TASK DESCRIPTION
Reproduce the listing verbatim through the line with "the car side window".

::: MATERIAL FOR THE TASK :::

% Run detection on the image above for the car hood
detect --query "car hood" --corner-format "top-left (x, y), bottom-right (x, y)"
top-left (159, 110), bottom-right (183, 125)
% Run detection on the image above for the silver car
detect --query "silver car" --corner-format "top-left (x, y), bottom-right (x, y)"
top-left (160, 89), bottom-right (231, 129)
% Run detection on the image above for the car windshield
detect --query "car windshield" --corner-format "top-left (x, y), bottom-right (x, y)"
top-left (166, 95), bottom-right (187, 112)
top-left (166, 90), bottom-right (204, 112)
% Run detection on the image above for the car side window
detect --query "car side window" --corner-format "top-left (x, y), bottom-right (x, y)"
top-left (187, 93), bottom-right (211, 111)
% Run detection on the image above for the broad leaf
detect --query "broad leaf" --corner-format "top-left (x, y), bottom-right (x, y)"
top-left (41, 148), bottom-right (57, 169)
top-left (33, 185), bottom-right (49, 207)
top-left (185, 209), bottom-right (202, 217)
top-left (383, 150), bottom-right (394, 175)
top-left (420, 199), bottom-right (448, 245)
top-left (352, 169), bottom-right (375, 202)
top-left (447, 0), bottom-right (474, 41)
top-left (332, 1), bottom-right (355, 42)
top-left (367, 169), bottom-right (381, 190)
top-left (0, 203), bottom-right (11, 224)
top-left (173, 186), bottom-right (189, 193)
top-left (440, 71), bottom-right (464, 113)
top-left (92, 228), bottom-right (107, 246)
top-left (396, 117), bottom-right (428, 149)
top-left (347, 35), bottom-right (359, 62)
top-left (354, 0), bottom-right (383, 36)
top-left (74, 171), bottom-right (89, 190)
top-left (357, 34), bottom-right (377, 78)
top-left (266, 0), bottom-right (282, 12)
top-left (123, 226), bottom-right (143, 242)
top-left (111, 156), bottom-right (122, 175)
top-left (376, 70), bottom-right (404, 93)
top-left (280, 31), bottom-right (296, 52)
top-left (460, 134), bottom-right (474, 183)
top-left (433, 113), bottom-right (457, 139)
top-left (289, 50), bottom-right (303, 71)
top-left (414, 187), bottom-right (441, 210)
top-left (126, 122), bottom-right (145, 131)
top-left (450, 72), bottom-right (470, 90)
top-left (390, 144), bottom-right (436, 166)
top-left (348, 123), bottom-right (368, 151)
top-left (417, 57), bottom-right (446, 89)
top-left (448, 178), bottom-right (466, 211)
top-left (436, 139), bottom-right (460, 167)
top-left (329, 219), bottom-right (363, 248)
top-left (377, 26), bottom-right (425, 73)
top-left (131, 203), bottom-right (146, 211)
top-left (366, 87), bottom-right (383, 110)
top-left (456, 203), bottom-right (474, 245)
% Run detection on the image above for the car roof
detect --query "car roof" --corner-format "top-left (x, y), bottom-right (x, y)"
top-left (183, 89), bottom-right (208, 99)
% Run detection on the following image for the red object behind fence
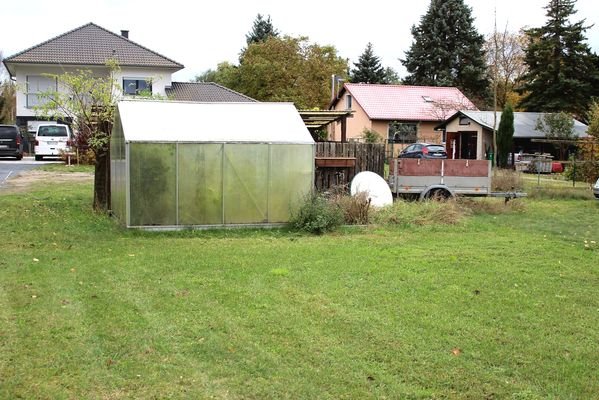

:::

WRITTEN SOLUTION
% Run detection on the image above for the car hood
detect --query "car hood" --corner-format "top-left (x, y), bottom-right (x, y)"
top-left (159, 110), bottom-right (183, 125)
% Run detection on the image above for the silver car
detect --query "silver car" --corner-format "top-left (x, y), bottom-right (x, y)"
top-left (160, 89), bottom-right (231, 129)
% Run detection on the image above for the car windshield
detect --query "car windshield" --corner-format "top-left (x, y), bottom-right (x, y)"
top-left (166, 95), bottom-right (187, 112)
top-left (166, 90), bottom-right (204, 112)
% Run detection on the image above for the car side window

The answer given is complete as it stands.